• **What to work on**
Copy only those lines which run from the line containing "locate: river water" to the end of the entries below, both inclusive, exactly as written and with no pictures.

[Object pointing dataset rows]
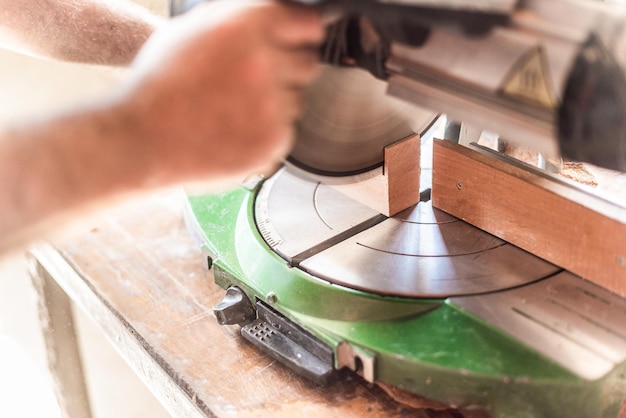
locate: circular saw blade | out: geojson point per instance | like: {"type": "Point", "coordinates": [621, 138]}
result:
{"type": "Point", "coordinates": [348, 120]}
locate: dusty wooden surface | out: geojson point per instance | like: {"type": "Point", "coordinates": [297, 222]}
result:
{"type": "Point", "coordinates": [63, 358]}
{"type": "Point", "coordinates": [557, 222]}
{"type": "Point", "coordinates": [138, 274]}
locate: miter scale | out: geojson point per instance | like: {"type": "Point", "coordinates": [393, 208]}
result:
{"type": "Point", "coordinates": [411, 296]}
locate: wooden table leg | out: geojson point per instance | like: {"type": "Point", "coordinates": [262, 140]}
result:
{"type": "Point", "coordinates": [63, 354]}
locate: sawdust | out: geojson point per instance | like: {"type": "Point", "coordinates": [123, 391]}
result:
{"type": "Point", "coordinates": [434, 409]}
{"type": "Point", "coordinates": [572, 170]}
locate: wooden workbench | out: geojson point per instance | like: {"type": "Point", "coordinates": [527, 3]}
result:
{"type": "Point", "coordinates": [136, 272]}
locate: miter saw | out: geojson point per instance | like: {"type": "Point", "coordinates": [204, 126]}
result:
{"type": "Point", "coordinates": [323, 276]}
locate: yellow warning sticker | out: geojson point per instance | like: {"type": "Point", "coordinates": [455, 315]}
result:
{"type": "Point", "coordinates": [530, 80]}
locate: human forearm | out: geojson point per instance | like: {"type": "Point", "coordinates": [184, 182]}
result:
{"type": "Point", "coordinates": [85, 31]}
{"type": "Point", "coordinates": [212, 97]}
{"type": "Point", "coordinates": [58, 169]}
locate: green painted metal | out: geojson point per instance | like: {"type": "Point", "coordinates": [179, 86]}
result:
{"type": "Point", "coordinates": [429, 347]}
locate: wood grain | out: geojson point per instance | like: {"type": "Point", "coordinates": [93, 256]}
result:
{"type": "Point", "coordinates": [542, 214]}
{"type": "Point", "coordinates": [137, 273]}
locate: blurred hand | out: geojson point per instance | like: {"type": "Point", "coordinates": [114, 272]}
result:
{"type": "Point", "coordinates": [216, 91]}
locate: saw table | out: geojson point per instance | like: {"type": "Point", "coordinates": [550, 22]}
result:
{"type": "Point", "coordinates": [135, 272]}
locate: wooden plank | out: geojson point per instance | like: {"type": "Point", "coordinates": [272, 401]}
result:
{"type": "Point", "coordinates": [391, 188]}
{"type": "Point", "coordinates": [540, 213]}
{"type": "Point", "coordinates": [138, 274]}
{"type": "Point", "coordinates": [56, 322]}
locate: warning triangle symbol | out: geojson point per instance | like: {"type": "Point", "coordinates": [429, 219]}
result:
{"type": "Point", "coordinates": [530, 80]}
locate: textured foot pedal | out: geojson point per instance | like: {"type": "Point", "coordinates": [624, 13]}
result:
{"type": "Point", "coordinates": [291, 345]}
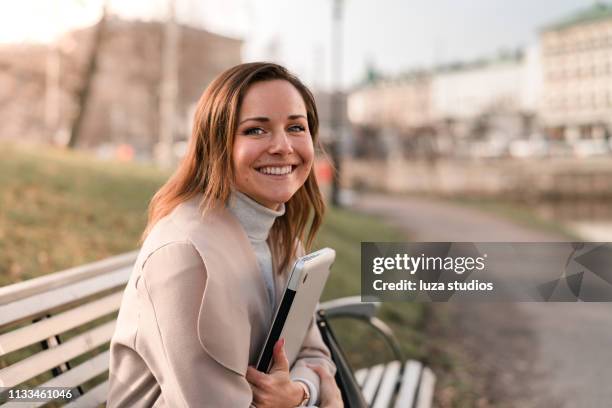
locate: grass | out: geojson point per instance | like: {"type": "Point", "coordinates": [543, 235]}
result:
{"type": "Point", "coordinates": [59, 209]}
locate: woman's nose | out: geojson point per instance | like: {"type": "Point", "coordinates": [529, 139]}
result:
{"type": "Point", "coordinates": [280, 143]}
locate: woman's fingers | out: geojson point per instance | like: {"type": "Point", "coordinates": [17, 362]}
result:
{"type": "Point", "coordinates": [331, 397]}
{"type": "Point", "coordinates": [320, 370]}
{"type": "Point", "coordinates": [256, 377]}
{"type": "Point", "coordinates": [281, 363]}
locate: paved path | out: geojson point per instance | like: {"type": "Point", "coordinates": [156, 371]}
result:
{"type": "Point", "coordinates": [542, 354]}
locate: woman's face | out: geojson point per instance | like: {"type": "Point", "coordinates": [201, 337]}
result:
{"type": "Point", "coordinates": [273, 151]}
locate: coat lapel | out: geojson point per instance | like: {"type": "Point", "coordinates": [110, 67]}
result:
{"type": "Point", "coordinates": [234, 314]}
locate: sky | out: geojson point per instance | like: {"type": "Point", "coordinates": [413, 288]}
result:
{"type": "Point", "coordinates": [391, 35]}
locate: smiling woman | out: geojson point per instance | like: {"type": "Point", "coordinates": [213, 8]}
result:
{"type": "Point", "coordinates": [221, 235]}
{"type": "Point", "coordinates": [273, 150]}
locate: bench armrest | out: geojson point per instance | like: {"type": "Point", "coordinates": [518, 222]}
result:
{"type": "Point", "coordinates": [350, 306]}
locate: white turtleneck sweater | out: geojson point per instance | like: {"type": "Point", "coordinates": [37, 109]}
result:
{"type": "Point", "coordinates": [257, 220]}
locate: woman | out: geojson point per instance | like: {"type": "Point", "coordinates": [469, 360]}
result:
{"type": "Point", "coordinates": [221, 235]}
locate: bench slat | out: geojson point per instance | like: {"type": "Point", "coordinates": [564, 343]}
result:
{"type": "Point", "coordinates": [372, 382]}
{"type": "Point", "coordinates": [62, 322]}
{"type": "Point", "coordinates": [45, 283]}
{"type": "Point", "coordinates": [40, 303]}
{"type": "Point", "coordinates": [46, 360]}
{"type": "Point", "coordinates": [387, 385]}
{"type": "Point", "coordinates": [92, 398]}
{"type": "Point", "coordinates": [360, 376]}
{"type": "Point", "coordinates": [410, 382]}
{"type": "Point", "coordinates": [426, 388]}
{"type": "Point", "coordinates": [71, 378]}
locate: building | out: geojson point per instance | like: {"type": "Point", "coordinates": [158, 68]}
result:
{"type": "Point", "coordinates": [576, 55]}
{"type": "Point", "coordinates": [404, 104]}
{"type": "Point", "coordinates": [125, 93]}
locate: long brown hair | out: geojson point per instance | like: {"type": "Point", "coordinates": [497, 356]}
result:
{"type": "Point", "coordinates": [207, 166]}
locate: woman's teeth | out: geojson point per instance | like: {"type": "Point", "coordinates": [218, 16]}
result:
{"type": "Point", "coordinates": [278, 171]}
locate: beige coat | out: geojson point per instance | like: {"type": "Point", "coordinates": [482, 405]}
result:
{"type": "Point", "coordinates": [194, 315]}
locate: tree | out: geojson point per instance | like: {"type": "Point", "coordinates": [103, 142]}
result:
{"type": "Point", "coordinates": [84, 94]}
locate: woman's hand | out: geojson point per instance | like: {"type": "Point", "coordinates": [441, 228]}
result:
{"type": "Point", "coordinates": [330, 393]}
{"type": "Point", "coordinates": [275, 390]}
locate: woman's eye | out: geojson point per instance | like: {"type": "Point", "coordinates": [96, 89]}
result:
{"type": "Point", "coordinates": [254, 131]}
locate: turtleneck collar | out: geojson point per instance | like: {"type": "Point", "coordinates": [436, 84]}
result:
{"type": "Point", "coordinates": [256, 219]}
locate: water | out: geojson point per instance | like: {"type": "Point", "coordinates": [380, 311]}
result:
{"type": "Point", "coordinates": [589, 219]}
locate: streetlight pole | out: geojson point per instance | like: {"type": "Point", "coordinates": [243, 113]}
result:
{"type": "Point", "coordinates": [337, 111]}
{"type": "Point", "coordinates": [169, 90]}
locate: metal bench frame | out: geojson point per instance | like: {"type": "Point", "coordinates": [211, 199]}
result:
{"type": "Point", "coordinates": [400, 383]}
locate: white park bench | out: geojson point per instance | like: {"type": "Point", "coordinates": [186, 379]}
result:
{"type": "Point", "coordinates": [55, 332]}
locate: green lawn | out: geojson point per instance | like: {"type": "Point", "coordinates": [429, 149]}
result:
{"type": "Point", "coordinates": [59, 209]}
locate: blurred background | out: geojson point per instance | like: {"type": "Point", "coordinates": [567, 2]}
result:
{"type": "Point", "coordinates": [442, 121]}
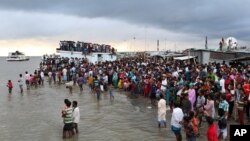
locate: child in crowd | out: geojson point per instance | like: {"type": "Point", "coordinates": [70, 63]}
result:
{"type": "Point", "coordinates": [10, 86]}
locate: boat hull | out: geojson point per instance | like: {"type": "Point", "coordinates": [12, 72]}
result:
{"type": "Point", "coordinates": [11, 59]}
{"type": "Point", "coordinates": [92, 57]}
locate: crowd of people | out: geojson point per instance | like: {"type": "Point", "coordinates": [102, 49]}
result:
{"type": "Point", "coordinates": [217, 92]}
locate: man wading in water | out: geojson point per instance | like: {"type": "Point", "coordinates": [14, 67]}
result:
{"type": "Point", "coordinates": [97, 87]}
{"type": "Point", "coordinates": [67, 120]}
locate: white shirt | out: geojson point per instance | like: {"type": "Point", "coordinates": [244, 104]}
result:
{"type": "Point", "coordinates": [162, 106]}
{"type": "Point", "coordinates": [222, 84]}
{"type": "Point", "coordinates": [177, 117]}
{"type": "Point", "coordinates": [76, 115]}
{"type": "Point", "coordinates": [20, 81]}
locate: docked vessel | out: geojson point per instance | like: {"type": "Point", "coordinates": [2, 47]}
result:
{"type": "Point", "coordinates": [92, 52]}
{"type": "Point", "coordinates": [17, 56]}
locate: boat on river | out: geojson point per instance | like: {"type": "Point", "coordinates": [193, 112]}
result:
{"type": "Point", "coordinates": [17, 56]}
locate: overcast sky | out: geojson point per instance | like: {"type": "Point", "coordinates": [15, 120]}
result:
{"type": "Point", "coordinates": [36, 26]}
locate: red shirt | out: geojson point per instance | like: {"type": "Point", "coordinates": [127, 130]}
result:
{"type": "Point", "coordinates": [246, 88]}
{"type": "Point", "coordinates": [228, 97]}
{"type": "Point", "coordinates": [212, 133]}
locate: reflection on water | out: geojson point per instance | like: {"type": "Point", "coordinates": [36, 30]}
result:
{"type": "Point", "coordinates": [36, 115]}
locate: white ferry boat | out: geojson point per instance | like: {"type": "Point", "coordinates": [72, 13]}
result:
{"type": "Point", "coordinates": [17, 56]}
{"type": "Point", "coordinates": [93, 52]}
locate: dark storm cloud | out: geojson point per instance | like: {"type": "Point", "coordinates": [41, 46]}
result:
{"type": "Point", "coordinates": [215, 18]}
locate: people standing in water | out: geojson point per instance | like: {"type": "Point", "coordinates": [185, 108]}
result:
{"type": "Point", "coordinates": [97, 87]}
{"type": "Point", "coordinates": [162, 109]}
{"type": "Point", "coordinates": [10, 86]}
{"type": "Point", "coordinates": [27, 80]}
{"type": "Point", "coordinates": [76, 117]}
{"type": "Point", "coordinates": [67, 120]}
{"type": "Point", "coordinates": [20, 82]}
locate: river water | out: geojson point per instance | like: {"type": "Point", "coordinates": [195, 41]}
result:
{"type": "Point", "coordinates": [36, 115]}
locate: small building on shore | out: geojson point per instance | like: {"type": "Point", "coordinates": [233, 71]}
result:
{"type": "Point", "coordinates": [205, 56]}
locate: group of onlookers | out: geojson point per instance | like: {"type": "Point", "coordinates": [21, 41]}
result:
{"type": "Point", "coordinates": [195, 90]}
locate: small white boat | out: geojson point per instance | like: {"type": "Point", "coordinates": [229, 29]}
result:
{"type": "Point", "coordinates": [17, 56]}
{"type": "Point", "coordinates": [94, 53]}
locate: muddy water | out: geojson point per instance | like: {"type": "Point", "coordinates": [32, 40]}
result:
{"type": "Point", "coordinates": [36, 115]}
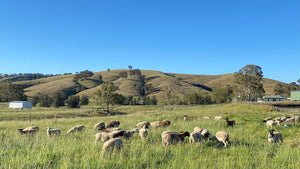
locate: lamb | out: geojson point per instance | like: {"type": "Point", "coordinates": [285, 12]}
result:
{"type": "Point", "coordinates": [103, 136]}
{"type": "Point", "coordinates": [274, 137]}
{"type": "Point", "coordinates": [185, 118]}
{"type": "Point", "coordinates": [205, 134]}
{"type": "Point", "coordinates": [29, 130]}
{"type": "Point", "coordinates": [218, 117]}
{"type": "Point", "coordinates": [129, 133]}
{"type": "Point", "coordinates": [99, 125]}
{"type": "Point", "coordinates": [222, 136]}
{"type": "Point", "coordinates": [230, 123]}
{"type": "Point", "coordinates": [75, 129]}
{"type": "Point", "coordinates": [115, 143]}
{"type": "Point", "coordinates": [195, 137]}
{"type": "Point", "coordinates": [51, 132]}
{"type": "Point", "coordinates": [144, 132]}
{"type": "Point", "coordinates": [113, 124]}
{"type": "Point", "coordinates": [141, 124]}
{"type": "Point", "coordinates": [170, 137]}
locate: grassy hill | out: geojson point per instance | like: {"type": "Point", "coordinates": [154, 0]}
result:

• **The output**
locate: river water | out: geojson point per instance | like: {"type": "Point", "coordinates": [195, 41]}
result:
{"type": "Point", "coordinates": [36, 115]}
locate: small building on shore | out: geojson point per instance | like: {"type": "Point", "coordinates": [233, 71]}
result:
{"type": "Point", "coordinates": [205, 56]}
locate: group of onlookers | out: geojson point per instance | like: {"type": "Point", "coordinates": [21, 41]}
result:
{"type": "Point", "coordinates": [195, 90]}
locate: small white boat | out: geojson point per instance | like: {"type": "Point", "coordinates": [229, 29]}
result:
{"type": "Point", "coordinates": [17, 56]}
{"type": "Point", "coordinates": [94, 53]}
locate: muddy water | out: geojson point per instance | like: {"type": "Point", "coordinates": [32, 40]}
result:
{"type": "Point", "coordinates": [36, 115]}
locate: lamb | out: geojson point per instance | like: {"type": "Point", "coordinates": [285, 12]}
result:
{"type": "Point", "coordinates": [103, 136]}
{"type": "Point", "coordinates": [274, 137]}
{"type": "Point", "coordinates": [185, 118]}
{"type": "Point", "coordinates": [205, 134]}
{"type": "Point", "coordinates": [29, 130]}
{"type": "Point", "coordinates": [218, 117]}
{"type": "Point", "coordinates": [129, 133]}
{"type": "Point", "coordinates": [99, 125]}
{"type": "Point", "coordinates": [222, 136]}
{"type": "Point", "coordinates": [230, 123]}
{"type": "Point", "coordinates": [75, 129]}
{"type": "Point", "coordinates": [115, 143]}
{"type": "Point", "coordinates": [195, 137]}
{"type": "Point", "coordinates": [51, 132]}
{"type": "Point", "coordinates": [144, 132]}
{"type": "Point", "coordinates": [113, 124]}
{"type": "Point", "coordinates": [141, 124]}
{"type": "Point", "coordinates": [170, 137]}
locate: grassy hill | out: geojson point per instance | like: {"type": "Point", "coordinates": [154, 0]}
result:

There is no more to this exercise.